• _Goal_: Render every line of the listing below as a JSON array of strings, one string per line, with blank lines left out. Omit the pictures from the array.

• _Excerpted data_:
:::::
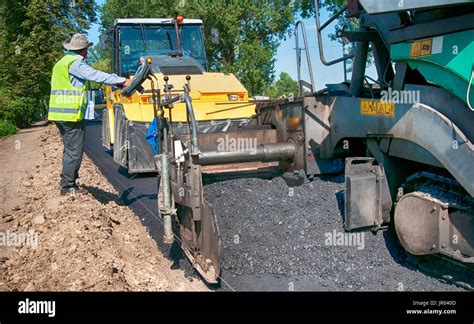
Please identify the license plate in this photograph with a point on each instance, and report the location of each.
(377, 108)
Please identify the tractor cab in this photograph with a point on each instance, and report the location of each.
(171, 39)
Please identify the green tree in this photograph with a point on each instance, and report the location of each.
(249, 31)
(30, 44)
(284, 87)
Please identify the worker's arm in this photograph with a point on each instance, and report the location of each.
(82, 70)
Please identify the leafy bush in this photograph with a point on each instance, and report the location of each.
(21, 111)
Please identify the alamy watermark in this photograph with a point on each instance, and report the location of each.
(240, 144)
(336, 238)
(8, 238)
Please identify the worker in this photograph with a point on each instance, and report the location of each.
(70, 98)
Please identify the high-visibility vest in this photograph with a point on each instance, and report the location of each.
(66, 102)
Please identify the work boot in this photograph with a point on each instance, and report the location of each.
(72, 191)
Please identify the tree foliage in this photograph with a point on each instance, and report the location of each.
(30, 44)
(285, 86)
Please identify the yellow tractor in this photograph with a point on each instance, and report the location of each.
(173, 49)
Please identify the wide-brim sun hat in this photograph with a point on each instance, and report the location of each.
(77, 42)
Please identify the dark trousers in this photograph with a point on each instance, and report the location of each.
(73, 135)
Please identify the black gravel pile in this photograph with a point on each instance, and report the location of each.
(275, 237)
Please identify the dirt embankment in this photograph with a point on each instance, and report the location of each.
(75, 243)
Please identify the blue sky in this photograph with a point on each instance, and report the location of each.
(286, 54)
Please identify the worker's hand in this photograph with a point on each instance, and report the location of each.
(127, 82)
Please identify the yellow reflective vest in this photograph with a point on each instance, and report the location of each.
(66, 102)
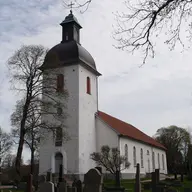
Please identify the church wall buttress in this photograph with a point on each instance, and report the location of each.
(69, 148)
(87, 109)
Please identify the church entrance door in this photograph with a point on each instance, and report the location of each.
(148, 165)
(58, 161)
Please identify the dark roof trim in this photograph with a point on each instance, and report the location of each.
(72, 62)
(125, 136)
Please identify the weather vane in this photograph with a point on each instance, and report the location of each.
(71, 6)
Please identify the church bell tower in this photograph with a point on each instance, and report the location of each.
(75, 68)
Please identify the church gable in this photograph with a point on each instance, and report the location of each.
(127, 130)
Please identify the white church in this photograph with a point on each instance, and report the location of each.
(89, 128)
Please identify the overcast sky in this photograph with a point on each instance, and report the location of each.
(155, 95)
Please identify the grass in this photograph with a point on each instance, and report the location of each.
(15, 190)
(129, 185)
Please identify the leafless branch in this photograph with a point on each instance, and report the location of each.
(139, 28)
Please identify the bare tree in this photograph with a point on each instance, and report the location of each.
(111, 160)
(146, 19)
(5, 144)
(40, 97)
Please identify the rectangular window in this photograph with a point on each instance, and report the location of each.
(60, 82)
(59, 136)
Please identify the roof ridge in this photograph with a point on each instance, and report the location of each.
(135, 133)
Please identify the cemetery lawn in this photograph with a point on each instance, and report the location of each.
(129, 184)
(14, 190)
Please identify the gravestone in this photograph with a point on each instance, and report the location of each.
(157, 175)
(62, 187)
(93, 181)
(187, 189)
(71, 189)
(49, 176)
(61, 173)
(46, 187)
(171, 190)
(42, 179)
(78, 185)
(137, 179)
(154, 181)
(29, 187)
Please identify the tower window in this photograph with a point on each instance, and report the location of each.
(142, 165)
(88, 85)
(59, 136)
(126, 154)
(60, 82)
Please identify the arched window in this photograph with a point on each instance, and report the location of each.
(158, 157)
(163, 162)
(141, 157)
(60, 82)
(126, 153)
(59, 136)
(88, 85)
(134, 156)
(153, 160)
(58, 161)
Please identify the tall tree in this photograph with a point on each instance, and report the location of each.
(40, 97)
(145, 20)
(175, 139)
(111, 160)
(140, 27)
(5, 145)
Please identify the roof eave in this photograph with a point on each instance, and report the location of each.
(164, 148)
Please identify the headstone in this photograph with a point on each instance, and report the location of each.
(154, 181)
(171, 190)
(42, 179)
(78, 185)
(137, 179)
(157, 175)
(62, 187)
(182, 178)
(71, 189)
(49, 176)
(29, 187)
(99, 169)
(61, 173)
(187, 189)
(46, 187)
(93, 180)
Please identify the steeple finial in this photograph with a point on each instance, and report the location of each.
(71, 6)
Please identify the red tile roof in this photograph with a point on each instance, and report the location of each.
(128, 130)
:::::
• _Written response_:
[
  "Please identify the license plate in this photograph with a point on each instance, and report the location of each.",
  "(377, 108)",
  "Please identify the tractor cab in this photograph with a point on each instance, and report the location of each.",
  "(171, 39)",
  "Please identify the green tree in this photograph with a point on each instance, and report the location of each.",
  "(249, 31)",
  "(30, 44)",
  "(284, 87)",
  "Please identify the worker's arm in this photograph with a point on each instance, and report the location of each.",
  "(82, 70)",
  "Please identify the leafy bush in this photograph with a point on each instance, and report the location of each.",
  "(21, 111)",
  "Please identify the alamy watermark in this photograph with a point on each instance, and report the location of each.",
  "(240, 144)",
  "(336, 238)",
  "(8, 238)",
  "Please identify the worker in this photograph with a point on each instance, and report the location of each.",
  "(70, 98)",
  "Please identify the high-visibility vest in this photograph with a point on each instance, and report the location of each.",
  "(66, 102)",
  "Please identify the work boot in this photograph with a point on each instance, and report the location of each.",
  "(72, 191)",
  "Please identify the tree foliage in this photograph with a point on each instance, and report the location of each.",
  "(30, 44)",
  "(285, 86)",
  "Please identify the yellow tractor in this photograph with a point on each instance, and report the location of each.",
  "(173, 49)",
  "Please identify the wide-brim sun hat in this photograph with a point on each instance, and report the location of each.",
  "(77, 42)",
  "Please identify the dark trousers in this photograph with a point on each instance, and report the location of each.",
  "(73, 135)",
  "Please identify the black gravel pile in this photograph with a point on each instance, and report the location of each.",
  "(275, 237)",
  "Please identify the dirt embankment in this photograph with a point on each instance, and report the location of each.",
  "(75, 243)",
  "Please identify the blue sky in this photograph with a point on each instance, and report the location of each.",
  "(286, 54)",
  "Please identify the worker's hand in this photograph with a point on each instance, and report the location of each.",
  "(127, 82)",
  "Please identify the yellow reflective vest in this photograph with a point on each instance, and report the location of each.",
  "(66, 102)",
  "Please identify the church wall buttress in this photograph with a point on each instance, and report the location of each.",
  "(69, 148)",
  "(87, 109)",
  "Please identify the church entrance door in this photograph with a point on each instance, and report the location of each.",
  "(148, 165)",
  "(58, 161)",
  "Please identify the dark roof trim in this photograph with a point on each instance, and report the location of each.",
  "(72, 62)",
  "(125, 136)",
  "Please identify the weather vane in this photograph with a point on each instance, and report the location of each.",
  "(71, 6)",
  "Please identify the church bell tower in this photograph with a point on each instance, and report the location of each.",
  "(75, 68)",
  "Please identify the church gable in this photograph with a point on each instance, and report the location of each.",
  "(127, 130)",
  "Please identify the white church in this photograph with a point on each instance, and report the location of each.",
  "(89, 128)",
  "Please identify the overcast sky in this photograph with a point on each instance, and report the location of each.",
  "(155, 95)",
  "Please identify the grass in this photograph with a point on each instance, and report the location of each.",
  "(15, 190)",
  "(129, 185)",
  "Please identify the leafless branch in this photograph with a point on each instance, and report the location of each.",
  "(139, 28)",
  "Please identify the bare tree in this photograph with a point on each instance, and report the location of each.",
  "(111, 160)",
  "(146, 19)",
  "(5, 144)",
  "(40, 97)",
  "Please identify the rectangular window in this photograph with a point on each instance, and report the location of each.",
  "(60, 82)",
  "(59, 136)",
  "Please identify the roof ridge in this photograph with a point on each instance, and report the location of each.",
  "(135, 133)",
  "Please identify the cemetery lawn in this photograph with a point on each instance, and report the location of each.",
  "(129, 184)",
  "(14, 190)",
  "Please identify the gravestone in this photograph with a point on each instance, and report the location of each.",
  "(157, 175)",
  "(62, 187)",
  "(93, 181)",
  "(187, 189)",
  "(71, 189)",
  "(49, 176)",
  "(61, 173)",
  "(46, 187)",
  "(171, 190)",
  "(42, 179)",
  "(78, 185)",
  "(137, 179)",
  "(154, 181)",
  "(29, 187)",
  "Please identify the tower window in this photograph with a point on each instance, and report the location of each.",
  "(142, 165)",
  "(88, 85)",
  "(59, 136)",
  "(126, 154)",
  "(60, 82)",
  "Please identify the arched window in this photograph with a point on each instance, and report the location of each.",
  "(158, 157)",
  "(163, 162)",
  "(141, 157)",
  "(60, 82)",
  "(126, 153)",
  "(59, 136)",
  "(88, 85)",
  "(134, 156)",
  "(153, 160)",
  "(58, 161)",
  "Please identify the tall tree in this photograph with a point on each instance, and report the location of each.",
  "(40, 97)",
  "(145, 20)",
  "(175, 139)",
  "(111, 160)",
  "(140, 27)",
  "(5, 145)",
  "Please identify the roof eave in this photograph with a point on each instance, and report the location of each.",
  "(164, 148)",
  "Please identify the headstone in this photograph with a point on each instance, and report the location of each.",
  "(154, 181)",
  "(171, 190)",
  "(42, 179)",
  "(78, 185)",
  "(137, 179)",
  "(157, 175)",
  "(62, 187)",
  "(182, 178)",
  "(71, 189)",
  "(49, 176)",
  "(29, 187)",
  "(99, 169)",
  "(61, 173)",
  "(187, 189)",
  "(46, 187)",
  "(93, 180)",
  "Please identify the steeple finial in this photograph with a point on each instance, and report the location of each.",
  "(71, 6)",
  "Please identify the red tile roof in this photograph with a point on each instance, and report the location of each.",
  "(128, 130)"
]